== What you will do ==
What is needed is an exact copy of all the records below.

== Provided data ==

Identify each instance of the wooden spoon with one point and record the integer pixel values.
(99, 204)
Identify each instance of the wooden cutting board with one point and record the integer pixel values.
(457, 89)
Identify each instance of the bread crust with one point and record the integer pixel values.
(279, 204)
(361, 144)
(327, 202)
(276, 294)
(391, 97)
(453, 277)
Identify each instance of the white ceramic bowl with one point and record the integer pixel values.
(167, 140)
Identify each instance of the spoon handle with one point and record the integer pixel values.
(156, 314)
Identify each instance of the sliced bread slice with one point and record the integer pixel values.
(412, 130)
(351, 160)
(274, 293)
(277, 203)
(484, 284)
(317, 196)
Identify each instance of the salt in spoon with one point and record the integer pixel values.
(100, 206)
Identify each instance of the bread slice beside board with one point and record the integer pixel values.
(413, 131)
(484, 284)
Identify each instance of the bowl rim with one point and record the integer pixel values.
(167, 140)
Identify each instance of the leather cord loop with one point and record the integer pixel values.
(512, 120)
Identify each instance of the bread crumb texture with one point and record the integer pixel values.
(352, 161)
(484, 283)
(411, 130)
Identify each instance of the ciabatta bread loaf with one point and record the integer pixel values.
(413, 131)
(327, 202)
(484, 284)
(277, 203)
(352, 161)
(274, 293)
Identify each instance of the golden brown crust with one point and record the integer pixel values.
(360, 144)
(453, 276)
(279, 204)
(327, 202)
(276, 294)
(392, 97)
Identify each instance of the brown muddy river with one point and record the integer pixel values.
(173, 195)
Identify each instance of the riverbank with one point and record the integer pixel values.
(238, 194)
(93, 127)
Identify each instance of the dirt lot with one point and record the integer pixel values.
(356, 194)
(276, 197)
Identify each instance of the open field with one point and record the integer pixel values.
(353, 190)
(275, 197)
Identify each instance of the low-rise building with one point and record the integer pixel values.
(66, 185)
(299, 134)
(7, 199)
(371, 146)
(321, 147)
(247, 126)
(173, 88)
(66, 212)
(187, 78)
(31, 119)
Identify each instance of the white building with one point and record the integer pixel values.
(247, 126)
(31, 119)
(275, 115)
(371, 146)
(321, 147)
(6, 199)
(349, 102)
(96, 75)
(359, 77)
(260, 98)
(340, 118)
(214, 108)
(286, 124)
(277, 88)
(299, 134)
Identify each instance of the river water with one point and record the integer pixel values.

== Solution to this task ==
Identify each instance of the wooden spoon with one point and record the integer pixel values.
(99, 204)
Identify each instance of the wooden cutting board with one point and record the integer pixel values.
(457, 89)
Identify each instance of the bread crust with one point and record the integer pixel values.
(279, 204)
(361, 144)
(327, 202)
(276, 294)
(391, 97)
(453, 277)
Identify each instance of the white ceramic bowl with one point and record the integer pixel values.
(167, 140)
Identify each instance of the spoon handle with one point and record the integer pixel values.
(156, 314)
Identify each instance of the sliced bread slice with one point and record the integer pixel values.
(412, 130)
(351, 160)
(274, 293)
(277, 203)
(484, 284)
(317, 196)
Identify each instance of the salt in spoon with one point and record the integer pixel values.
(100, 206)
Identify each instance of the bread slice beside board with one point and record the integer pixel values.
(413, 131)
(484, 284)
Identify each instance of the bowl rim with one point and record the integer pixel values.
(167, 140)
Identify each instance of the leather cord loop with one point and record the integer pixel values.
(512, 120)
Identify each instance of the bread crumb texture with one point and record the integer pixel values.
(352, 161)
(484, 283)
(411, 130)
Identify each instance of the ciabatta bread loaf with one point and record the integer pixel values.
(413, 131)
(327, 202)
(484, 284)
(277, 203)
(352, 161)
(274, 293)
Identify each instance of the golden brown crust with one point and record the integer pixel values.
(360, 144)
(453, 276)
(279, 204)
(327, 202)
(276, 294)
(392, 97)
Identify each instance of the brown muddy river with one point and record the integer pixel values.
(173, 195)
Identify each instance of the riverbank with one point and record the integer pixel values.
(238, 194)
(93, 127)
Identify each instance of the dirt lot with one point and record the integer pixel values.
(356, 194)
(276, 197)
Identify each instance of the open field with one point and record the integer pixel values.
(353, 190)
(275, 197)
Identify each instance of the low-rise building with one point and record the integer pixel values.
(66, 185)
(299, 134)
(7, 199)
(371, 146)
(321, 147)
(247, 126)
(173, 88)
(66, 212)
(187, 78)
(31, 119)
Identify each instance of the white building with one point and record the integer pixel values.
(247, 126)
(31, 119)
(275, 115)
(371, 146)
(321, 147)
(6, 199)
(349, 102)
(96, 75)
(359, 77)
(260, 98)
(340, 118)
(214, 108)
(286, 124)
(277, 88)
(299, 134)
Identify each instance of the river water with one point and record the integer pixel values.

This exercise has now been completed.